## What you need to do
Copy each line from the entries that the word "house" appears in.

## Data to examine
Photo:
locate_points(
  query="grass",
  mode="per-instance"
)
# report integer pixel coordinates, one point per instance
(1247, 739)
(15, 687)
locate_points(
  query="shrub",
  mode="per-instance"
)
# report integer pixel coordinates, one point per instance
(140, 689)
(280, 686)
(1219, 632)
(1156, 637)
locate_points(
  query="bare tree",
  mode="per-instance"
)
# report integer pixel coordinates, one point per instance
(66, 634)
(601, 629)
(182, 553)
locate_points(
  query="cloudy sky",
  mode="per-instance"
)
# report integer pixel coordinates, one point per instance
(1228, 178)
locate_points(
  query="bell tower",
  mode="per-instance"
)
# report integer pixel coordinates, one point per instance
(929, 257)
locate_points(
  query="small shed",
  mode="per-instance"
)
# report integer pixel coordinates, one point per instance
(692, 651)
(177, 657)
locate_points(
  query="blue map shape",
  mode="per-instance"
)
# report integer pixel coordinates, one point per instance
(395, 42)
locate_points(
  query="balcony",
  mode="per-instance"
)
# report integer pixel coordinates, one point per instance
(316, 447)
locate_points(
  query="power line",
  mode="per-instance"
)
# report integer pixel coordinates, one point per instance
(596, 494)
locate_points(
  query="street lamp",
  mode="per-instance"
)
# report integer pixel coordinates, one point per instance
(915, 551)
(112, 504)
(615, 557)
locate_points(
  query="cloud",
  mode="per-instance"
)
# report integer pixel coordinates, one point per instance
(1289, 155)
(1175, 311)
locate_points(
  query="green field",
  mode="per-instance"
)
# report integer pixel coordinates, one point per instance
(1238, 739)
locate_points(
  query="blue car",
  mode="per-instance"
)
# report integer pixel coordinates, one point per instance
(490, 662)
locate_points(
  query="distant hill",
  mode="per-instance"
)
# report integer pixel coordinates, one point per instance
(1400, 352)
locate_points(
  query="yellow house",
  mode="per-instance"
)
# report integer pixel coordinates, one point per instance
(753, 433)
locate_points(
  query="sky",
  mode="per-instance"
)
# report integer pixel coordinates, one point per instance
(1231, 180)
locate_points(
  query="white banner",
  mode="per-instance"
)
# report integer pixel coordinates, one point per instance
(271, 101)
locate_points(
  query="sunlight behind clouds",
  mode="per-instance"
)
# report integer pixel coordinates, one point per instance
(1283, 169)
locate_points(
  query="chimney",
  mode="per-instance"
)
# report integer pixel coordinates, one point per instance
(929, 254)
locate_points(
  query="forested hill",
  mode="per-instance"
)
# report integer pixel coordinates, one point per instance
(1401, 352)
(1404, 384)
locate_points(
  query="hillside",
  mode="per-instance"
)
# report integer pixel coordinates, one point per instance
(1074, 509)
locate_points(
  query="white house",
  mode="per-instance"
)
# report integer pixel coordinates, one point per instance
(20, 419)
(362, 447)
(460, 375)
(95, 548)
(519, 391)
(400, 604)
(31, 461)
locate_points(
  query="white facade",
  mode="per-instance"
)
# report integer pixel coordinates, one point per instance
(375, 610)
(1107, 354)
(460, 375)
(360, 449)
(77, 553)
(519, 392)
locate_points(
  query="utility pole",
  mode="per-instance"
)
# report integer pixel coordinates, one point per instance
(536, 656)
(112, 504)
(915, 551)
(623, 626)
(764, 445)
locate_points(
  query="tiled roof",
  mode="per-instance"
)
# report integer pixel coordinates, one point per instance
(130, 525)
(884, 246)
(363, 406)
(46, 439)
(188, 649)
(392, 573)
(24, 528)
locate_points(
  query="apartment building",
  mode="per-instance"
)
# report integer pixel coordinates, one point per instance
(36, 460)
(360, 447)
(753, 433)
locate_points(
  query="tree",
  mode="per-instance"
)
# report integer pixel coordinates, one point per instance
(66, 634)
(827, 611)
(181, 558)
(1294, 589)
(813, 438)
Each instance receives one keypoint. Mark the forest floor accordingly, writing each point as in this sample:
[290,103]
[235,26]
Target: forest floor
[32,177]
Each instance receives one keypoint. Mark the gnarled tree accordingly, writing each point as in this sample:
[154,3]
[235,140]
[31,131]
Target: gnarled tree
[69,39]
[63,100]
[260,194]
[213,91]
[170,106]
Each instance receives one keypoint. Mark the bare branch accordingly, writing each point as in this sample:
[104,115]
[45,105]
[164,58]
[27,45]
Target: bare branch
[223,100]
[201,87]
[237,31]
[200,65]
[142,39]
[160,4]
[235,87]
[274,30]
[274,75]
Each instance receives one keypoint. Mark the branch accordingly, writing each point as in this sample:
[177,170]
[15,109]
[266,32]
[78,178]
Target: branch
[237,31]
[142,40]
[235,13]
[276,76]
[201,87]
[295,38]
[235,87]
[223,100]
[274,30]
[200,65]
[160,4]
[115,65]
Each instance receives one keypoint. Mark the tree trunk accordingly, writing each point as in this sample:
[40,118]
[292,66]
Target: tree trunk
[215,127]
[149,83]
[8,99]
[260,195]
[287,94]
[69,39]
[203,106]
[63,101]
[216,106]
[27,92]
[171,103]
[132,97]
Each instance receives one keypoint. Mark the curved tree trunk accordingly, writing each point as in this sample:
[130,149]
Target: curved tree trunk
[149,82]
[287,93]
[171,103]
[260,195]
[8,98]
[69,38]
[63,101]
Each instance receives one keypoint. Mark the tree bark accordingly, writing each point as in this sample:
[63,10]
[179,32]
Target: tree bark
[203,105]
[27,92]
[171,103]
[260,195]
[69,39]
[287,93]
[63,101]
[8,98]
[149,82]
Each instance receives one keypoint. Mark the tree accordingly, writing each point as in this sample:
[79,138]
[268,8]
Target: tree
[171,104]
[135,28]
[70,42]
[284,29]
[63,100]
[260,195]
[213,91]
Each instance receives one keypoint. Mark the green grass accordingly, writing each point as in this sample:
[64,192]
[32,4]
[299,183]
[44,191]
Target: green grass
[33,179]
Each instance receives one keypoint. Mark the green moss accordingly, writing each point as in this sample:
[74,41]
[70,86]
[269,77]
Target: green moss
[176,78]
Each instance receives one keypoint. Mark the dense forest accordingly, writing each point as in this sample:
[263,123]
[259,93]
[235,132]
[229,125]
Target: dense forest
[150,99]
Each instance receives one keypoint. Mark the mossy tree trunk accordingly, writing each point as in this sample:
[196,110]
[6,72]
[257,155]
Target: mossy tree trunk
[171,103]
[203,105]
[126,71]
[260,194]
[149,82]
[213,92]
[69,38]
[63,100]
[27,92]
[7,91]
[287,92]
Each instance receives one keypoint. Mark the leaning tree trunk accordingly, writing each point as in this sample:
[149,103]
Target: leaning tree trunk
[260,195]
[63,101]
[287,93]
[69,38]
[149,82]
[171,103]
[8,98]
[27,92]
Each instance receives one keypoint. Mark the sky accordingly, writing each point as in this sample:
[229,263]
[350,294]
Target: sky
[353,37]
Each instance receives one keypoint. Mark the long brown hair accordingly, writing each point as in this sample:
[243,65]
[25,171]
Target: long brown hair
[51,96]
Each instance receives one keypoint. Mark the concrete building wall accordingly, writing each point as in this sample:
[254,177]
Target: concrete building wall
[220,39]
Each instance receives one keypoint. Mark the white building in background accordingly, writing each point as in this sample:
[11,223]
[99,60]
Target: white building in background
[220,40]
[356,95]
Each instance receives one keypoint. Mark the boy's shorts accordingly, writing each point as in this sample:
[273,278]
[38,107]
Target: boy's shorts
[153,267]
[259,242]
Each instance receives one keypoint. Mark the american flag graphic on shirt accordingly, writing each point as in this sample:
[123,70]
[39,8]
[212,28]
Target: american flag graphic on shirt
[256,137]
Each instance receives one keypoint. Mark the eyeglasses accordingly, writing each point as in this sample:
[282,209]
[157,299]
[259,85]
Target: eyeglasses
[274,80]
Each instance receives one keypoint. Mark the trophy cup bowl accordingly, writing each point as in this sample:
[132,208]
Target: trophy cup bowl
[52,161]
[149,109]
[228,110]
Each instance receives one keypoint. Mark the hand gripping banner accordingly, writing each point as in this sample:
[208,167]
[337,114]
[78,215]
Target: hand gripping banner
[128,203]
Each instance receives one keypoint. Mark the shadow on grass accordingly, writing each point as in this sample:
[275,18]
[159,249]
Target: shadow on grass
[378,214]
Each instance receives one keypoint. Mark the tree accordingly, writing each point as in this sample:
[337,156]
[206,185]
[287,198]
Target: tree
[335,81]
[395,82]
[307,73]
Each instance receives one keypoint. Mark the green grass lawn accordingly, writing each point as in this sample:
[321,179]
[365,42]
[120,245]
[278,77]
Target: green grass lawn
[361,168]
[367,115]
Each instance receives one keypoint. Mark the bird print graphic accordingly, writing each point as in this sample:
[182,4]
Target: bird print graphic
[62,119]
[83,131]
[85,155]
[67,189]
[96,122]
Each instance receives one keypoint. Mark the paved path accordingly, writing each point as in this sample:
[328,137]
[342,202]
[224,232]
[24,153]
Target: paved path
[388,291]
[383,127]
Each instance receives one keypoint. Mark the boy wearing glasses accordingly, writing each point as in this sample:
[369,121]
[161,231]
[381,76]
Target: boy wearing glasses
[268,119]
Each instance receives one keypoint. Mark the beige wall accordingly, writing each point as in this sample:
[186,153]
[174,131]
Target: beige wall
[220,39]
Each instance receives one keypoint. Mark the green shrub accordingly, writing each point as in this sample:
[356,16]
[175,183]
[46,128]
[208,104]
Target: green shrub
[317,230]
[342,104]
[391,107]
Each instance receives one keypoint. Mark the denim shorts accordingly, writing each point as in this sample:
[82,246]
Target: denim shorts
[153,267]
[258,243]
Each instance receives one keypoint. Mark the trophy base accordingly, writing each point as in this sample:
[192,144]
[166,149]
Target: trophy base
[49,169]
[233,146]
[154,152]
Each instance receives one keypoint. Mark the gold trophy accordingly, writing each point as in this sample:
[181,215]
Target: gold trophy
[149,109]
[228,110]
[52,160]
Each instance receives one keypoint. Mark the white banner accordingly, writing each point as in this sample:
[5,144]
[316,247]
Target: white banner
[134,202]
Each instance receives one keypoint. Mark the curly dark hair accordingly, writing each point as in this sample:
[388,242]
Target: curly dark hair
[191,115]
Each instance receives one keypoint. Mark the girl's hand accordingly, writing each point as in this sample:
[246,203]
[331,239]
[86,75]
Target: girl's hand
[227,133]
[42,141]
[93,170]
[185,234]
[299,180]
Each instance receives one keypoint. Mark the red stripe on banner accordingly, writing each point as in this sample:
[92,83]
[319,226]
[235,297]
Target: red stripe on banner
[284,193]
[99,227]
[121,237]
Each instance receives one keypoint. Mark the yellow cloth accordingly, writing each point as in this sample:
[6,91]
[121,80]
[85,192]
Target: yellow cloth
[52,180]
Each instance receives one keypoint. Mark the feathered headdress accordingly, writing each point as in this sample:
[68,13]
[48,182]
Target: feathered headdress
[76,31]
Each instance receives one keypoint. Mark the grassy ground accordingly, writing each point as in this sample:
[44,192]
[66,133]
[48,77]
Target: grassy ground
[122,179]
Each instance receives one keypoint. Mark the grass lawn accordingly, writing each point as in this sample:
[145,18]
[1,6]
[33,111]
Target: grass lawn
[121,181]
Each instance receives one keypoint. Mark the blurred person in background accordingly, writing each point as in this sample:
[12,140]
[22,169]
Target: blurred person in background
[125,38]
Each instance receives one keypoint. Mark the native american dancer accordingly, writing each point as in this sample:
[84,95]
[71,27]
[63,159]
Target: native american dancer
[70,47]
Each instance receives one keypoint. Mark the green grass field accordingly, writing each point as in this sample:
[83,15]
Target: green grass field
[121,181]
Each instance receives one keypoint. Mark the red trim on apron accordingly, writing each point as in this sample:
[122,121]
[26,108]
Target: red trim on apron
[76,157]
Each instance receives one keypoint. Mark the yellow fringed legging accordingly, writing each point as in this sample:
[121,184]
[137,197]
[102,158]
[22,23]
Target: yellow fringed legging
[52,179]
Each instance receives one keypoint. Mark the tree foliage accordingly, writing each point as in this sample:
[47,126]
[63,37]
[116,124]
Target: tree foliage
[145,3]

## Answer for this exercise
  query="yellow house",
  query="white house",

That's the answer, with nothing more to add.